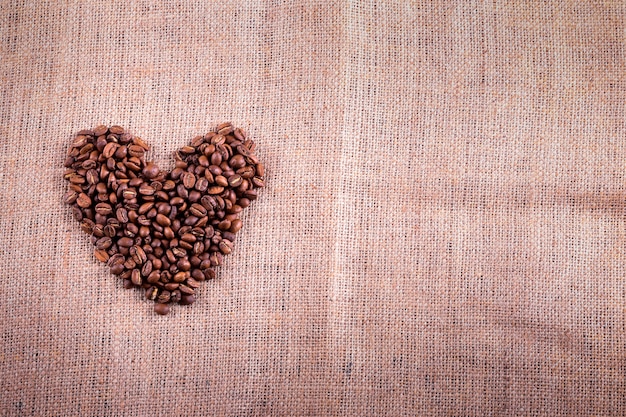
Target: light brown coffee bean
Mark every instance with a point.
(161, 308)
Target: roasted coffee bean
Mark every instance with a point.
(151, 171)
(136, 277)
(104, 243)
(101, 255)
(164, 297)
(152, 293)
(157, 230)
(161, 308)
(187, 299)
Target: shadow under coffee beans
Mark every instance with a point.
(162, 231)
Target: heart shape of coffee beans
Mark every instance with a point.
(162, 231)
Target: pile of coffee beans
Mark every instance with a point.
(162, 231)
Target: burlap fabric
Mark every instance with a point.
(442, 232)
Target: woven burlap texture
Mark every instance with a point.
(442, 232)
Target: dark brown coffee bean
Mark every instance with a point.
(101, 255)
(179, 277)
(125, 242)
(136, 151)
(209, 274)
(151, 170)
(146, 269)
(83, 200)
(104, 243)
(135, 277)
(235, 226)
(163, 220)
(154, 277)
(138, 254)
(146, 189)
(103, 209)
(70, 197)
(186, 290)
(258, 182)
(215, 190)
(187, 299)
(237, 161)
(175, 296)
(235, 180)
(152, 293)
(117, 269)
(109, 150)
(192, 283)
(161, 308)
(189, 180)
(164, 297)
(226, 247)
(184, 265)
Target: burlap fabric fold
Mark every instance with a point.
(442, 231)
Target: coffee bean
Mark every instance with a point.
(163, 220)
(187, 299)
(101, 255)
(161, 308)
(125, 242)
(83, 200)
(162, 231)
(151, 170)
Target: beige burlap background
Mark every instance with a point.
(442, 232)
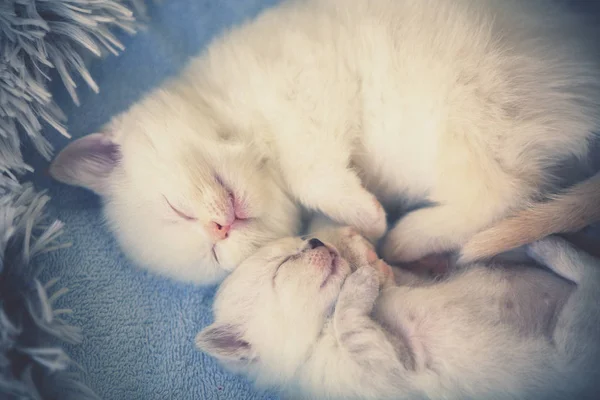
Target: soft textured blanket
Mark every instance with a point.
(138, 328)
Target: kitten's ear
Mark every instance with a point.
(224, 341)
(87, 162)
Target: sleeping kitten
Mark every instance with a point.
(294, 317)
(324, 104)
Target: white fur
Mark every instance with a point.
(464, 103)
(483, 333)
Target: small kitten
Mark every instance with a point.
(294, 317)
(324, 104)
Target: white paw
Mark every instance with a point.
(400, 246)
(374, 220)
(355, 248)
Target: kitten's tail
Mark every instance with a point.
(569, 211)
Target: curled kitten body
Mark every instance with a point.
(294, 316)
(341, 107)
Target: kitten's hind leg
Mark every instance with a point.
(361, 339)
(558, 255)
(577, 333)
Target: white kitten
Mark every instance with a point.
(464, 103)
(289, 317)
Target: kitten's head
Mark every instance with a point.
(270, 311)
(181, 200)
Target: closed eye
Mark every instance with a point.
(181, 214)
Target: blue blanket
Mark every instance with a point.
(139, 328)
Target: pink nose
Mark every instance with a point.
(219, 231)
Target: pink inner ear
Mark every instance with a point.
(87, 162)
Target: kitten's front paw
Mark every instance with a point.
(355, 248)
(405, 243)
(372, 220)
(360, 289)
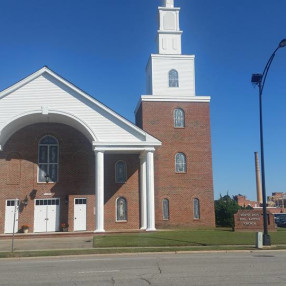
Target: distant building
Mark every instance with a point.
(244, 202)
(278, 199)
(275, 203)
(68, 160)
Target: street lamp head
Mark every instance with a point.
(282, 44)
(256, 78)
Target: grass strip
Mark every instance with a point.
(50, 253)
(197, 238)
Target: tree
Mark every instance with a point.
(225, 208)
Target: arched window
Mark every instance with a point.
(173, 78)
(179, 118)
(181, 163)
(120, 172)
(196, 208)
(121, 209)
(48, 160)
(166, 213)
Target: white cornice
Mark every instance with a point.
(172, 56)
(169, 8)
(123, 149)
(170, 32)
(80, 92)
(168, 98)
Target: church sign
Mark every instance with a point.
(252, 220)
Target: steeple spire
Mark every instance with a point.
(169, 33)
(168, 3)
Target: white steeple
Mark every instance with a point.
(169, 34)
(168, 3)
(170, 75)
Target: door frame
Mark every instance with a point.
(16, 207)
(85, 214)
(57, 214)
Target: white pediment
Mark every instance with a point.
(46, 97)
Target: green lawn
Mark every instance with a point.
(184, 238)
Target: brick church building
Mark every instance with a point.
(67, 159)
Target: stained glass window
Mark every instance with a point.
(181, 163)
(173, 78)
(48, 159)
(166, 209)
(179, 118)
(196, 208)
(120, 172)
(121, 209)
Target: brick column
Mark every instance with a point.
(150, 192)
(143, 195)
(99, 191)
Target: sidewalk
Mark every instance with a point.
(82, 242)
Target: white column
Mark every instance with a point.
(150, 192)
(99, 191)
(143, 195)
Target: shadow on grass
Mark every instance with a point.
(179, 242)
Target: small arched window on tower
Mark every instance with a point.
(120, 172)
(48, 161)
(196, 208)
(173, 78)
(179, 118)
(181, 163)
(121, 209)
(166, 213)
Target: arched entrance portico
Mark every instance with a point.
(54, 105)
(62, 196)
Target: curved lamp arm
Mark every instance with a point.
(259, 79)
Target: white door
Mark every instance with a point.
(79, 214)
(47, 215)
(11, 213)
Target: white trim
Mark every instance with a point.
(126, 205)
(123, 149)
(171, 98)
(199, 208)
(169, 8)
(125, 169)
(165, 219)
(127, 144)
(172, 56)
(74, 88)
(58, 159)
(39, 112)
(185, 164)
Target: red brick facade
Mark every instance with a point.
(19, 167)
(18, 177)
(157, 118)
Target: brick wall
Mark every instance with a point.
(18, 177)
(194, 142)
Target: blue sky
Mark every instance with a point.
(103, 47)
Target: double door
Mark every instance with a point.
(47, 215)
(11, 216)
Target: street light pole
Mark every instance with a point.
(259, 79)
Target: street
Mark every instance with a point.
(243, 268)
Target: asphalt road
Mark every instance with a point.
(256, 268)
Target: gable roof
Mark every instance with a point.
(81, 93)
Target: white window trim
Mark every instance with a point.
(121, 221)
(184, 172)
(58, 162)
(174, 118)
(199, 206)
(166, 219)
(177, 79)
(115, 169)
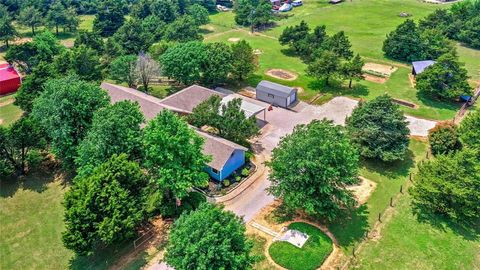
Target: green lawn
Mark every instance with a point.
(366, 22)
(31, 222)
(9, 113)
(389, 178)
(310, 256)
(408, 243)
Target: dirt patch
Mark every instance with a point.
(282, 74)
(374, 79)
(234, 39)
(7, 102)
(363, 190)
(385, 70)
(160, 237)
(405, 103)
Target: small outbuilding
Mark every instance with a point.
(420, 66)
(10, 80)
(276, 94)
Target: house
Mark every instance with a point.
(276, 94)
(226, 155)
(10, 79)
(184, 101)
(420, 66)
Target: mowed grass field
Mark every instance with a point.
(366, 22)
(408, 243)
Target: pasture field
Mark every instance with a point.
(366, 23)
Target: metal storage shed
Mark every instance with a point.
(276, 94)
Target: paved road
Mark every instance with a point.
(282, 122)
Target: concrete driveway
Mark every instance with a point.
(280, 122)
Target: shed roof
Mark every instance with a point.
(7, 72)
(187, 99)
(219, 148)
(275, 88)
(420, 66)
(250, 109)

___

Work instruction:
None of the pictures should be kept; reproduce all the remaining material exactly.

Result of the exercise:
Target: light brown coffee bean
Mark every instance with a point.
(161, 308)
Target: roasted coffee bean
Mark every instance with a point.
(151, 171)
(136, 277)
(104, 243)
(101, 255)
(164, 297)
(152, 293)
(157, 230)
(161, 308)
(187, 299)
Target: shadow under coffee beans
Mark every instance with a point.
(162, 231)
Target: heart shape of coffee beans
Mark every instance with a point.
(162, 231)
Target: pile of coffee beans
Mark every instance with a point.
(162, 231)
Target: burlap fabric
Mark every instance with a point.
(442, 232)
Target: woven burlap texture
Mark every instance with a point.
(442, 232)
Target: dark brown coffee bean
Mark every instance with a point.
(101, 255)
(179, 277)
(125, 242)
(136, 151)
(209, 274)
(151, 170)
(146, 269)
(83, 200)
(104, 243)
(135, 277)
(235, 226)
(163, 220)
(154, 277)
(138, 254)
(146, 189)
(103, 209)
(70, 197)
(186, 290)
(258, 182)
(215, 190)
(187, 299)
(237, 161)
(175, 296)
(235, 180)
(152, 293)
(117, 269)
(109, 150)
(192, 283)
(161, 308)
(189, 180)
(164, 297)
(226, 247)
(184, 265)
Target: burlap fabric fold
Mark every instance with a point.
(442, 231)
Target: coffee bean
Mark every instance with a point.
(163, 220)
(187, 299)
(101, 255)
(161, 308)
(125, 242)
(83, 200)
(162, 231)
(151, 170)
Target: beige burlap background
Mark every instance with a point.
(442, 232)
Target: soft textured blanket
Mark every instance with a point.
(138, 328)
Target: kitten's ear
Mark every instance with a point.
(224, 341)
(87, 162)
Target: sleeping kitten
Mark every instance with a point.
(294, 317)
(324, 104)
Target: white fur
Mark every instance with a point.
(464, 103)
(483, 333)
Target: small kitten
Mark every instance with a point.
(294, 317)
(324, 104)
Target: white paw
Mark every instance with a point.
(400, 246)
(374, 220)
(355, 248)
Target: kitten's tail
Mark every instance with a point.
(569, 211)
Target: curled kitten body
Mark every instance with a point.
(294, 316)
(341, 107)
Target: kitten's hind leg
Mark every instance with a point.
(361, 339)
(558, 255)
(577, 333)
Target: white kitten
Mark every instance with a point.
(464, 103)
(289, 317)
Target: kitten's head
Mark every instance with a point.
(270, 311)
(181, 200)
Target: closed eye
Mark every instance with a point.
(181, 214)
Target: blue blanket
Mark every instance with a point.
(139, 328)
Target: pink nose
Mark every instance with a point.
(219, 231)
Target: pink inner ear
Mark every instance with a point.
(87, 162)
Target: kitten's front paw
Mark every instance with a point.
(355, 248)
(405, 243)
(372, 220)
(360, 289)
Target: distant building
Mark every instance with a point.
(244, 202)
(278, 199)
(275, 203)
(68, 160)
Target: street lamp head
Mark every instance with a point.
(282, 44)
(256, 78)
Target: grass strip
Mark every instance with a point.
(50, 253)
(197, 238)
Target: tree
Mark every instance with a point.
(225, 208)
Target: arched window
Mark every instance with a point.
(173, 78)
(179, 118)
(181, 163)
(120, 172)
(196, 208)
(121, 209)
(48, 160)
(166, 213)
Target: white cornice
Mark every instance with a point.
(172, 56)
(169, 8)
(123, 149)
(170, 32)
(80, 92)
(168, 98)
Target: church sign
Mark every instance with a point.
(252, 220)
Target: steeple spire
Mark every instance with a point.
(169, 33)
(168, 3)
Target: white steeple
Mark every instance with a point.
(169, 34)
(168, 3)
(170, 75)
Target: door frame
Mark every instance with a point.
(16, 207)
(85, 214)
(57, 214)
Target: white pediment
Mark every instance with a point.
(46, 97)
Target: green lawn
Mark every instance with a point.
(184, 238)
Target: brick church building
Mark every instance with a point.
(67, 159)
Target: stained glass window
Mark every instance with a point.
(181, 163)
(173, 78)
(48, 159)
(166, 209)
(179, 118)
(196, 208)
(120, 172)
(121, 209)
Target: brick column
Mark every instance with a point.
(150, 192)
(143, 195)
(99, 191)
Target: sidewalk
Mark every instance with a point.
(82, 242)
Target: white column
Mark every instance with a point.
(150, 192)
(99, 191)
(143, 195)
Target: shadow on grass
Mark every instance with a point.
(179, 242)
Target: small arched window on tower
Mark every instance with a point.
(120, 172)
(48, 161)
(196, 208)
(173, 78)
(179, 118)
(181, 163)
(121, 209)
(166, 213)
Target: arched entrance portico
Mark every instance with a point.
(54, 105)
(62, 196)
Target: curved lamp arm
Mark every instance with a point.
(259, 79)
Target: white door
Mark every instance with a point.
(79, 214)
(47, 215)
(11, 213)
Target: white trim
Mark every instance with a point.
(126, 205)
(123, 149)
(171, 98)
(199, 208)
(169, 8)
(125, 169)
(165, 219)
(127, 144)
(172, 56)
(74, 88)
(58, 159)
(39, 112)
(185, 164)
Target: red brick facade
Mark every instance with a point.
(19, 167)
(18, 177)
(157, 118)
Target: brick wall
Mark every instance with a point.
(18, 177)
(194, 142)
Target: blue sky
Mark every instance with a point.
(103, 47)
Target: double door
Mark every instance with a point.
(47, 215)
(11, 216)
Target: street light pole
Mark every instance with a point.
(259, 79)
Target: street
Mark every instance with a point.
(243, 268)
Target: asphalt road
Mark every instance with a point.
(256, 268)
Target: gable roof
Mark every instance with a point.
(81, 93)
Target: white window trim
Mark every instance with a point.
(121, 221)
(184, 172)
(58, 162)
(174, 118)
(199, 206)
(166, 219)
(177, 79)
(115, 169)
Target: green lawn
Mark every instance with a point.
(366, 22)
(31, 222)
(9, 113)
(389, 178)
(310, 256)
(408, 243)
Target: dirt patch
Mark every instance with a point.
(282, 74)
(374, 79)
(234, 39)
(7, 102)
(363, 190)
(385, 70)
(160, 237)
(405, 103)
Target: small outbuilding
Mark every instance with a point.
(420, 66)
(10, 80)
(276, 94)
Target: house
Mark every instance with a point.
(276, 94)
(226, 155)
(10, 79)
(184, 101)
(420, 66)
Target: mowed grass field
Mark every instance with a point.
(366, 22)
(408, 243)
Target: pasture field
Mark every instance with a point.
(366, 23)
Target: metal storage shed
Mark every instance with a point.
(276, 94)
Target: paved road
Mark every instance with a point.
(282, 122)
Target: concrete driveway
Mark every instance with a point.
(280, 122)
Target: shed roof
Mark every instance with a point.
(7, 72)
(187, 99)
(219, 148)
(275, 88)
(420, 66)
(250, 109)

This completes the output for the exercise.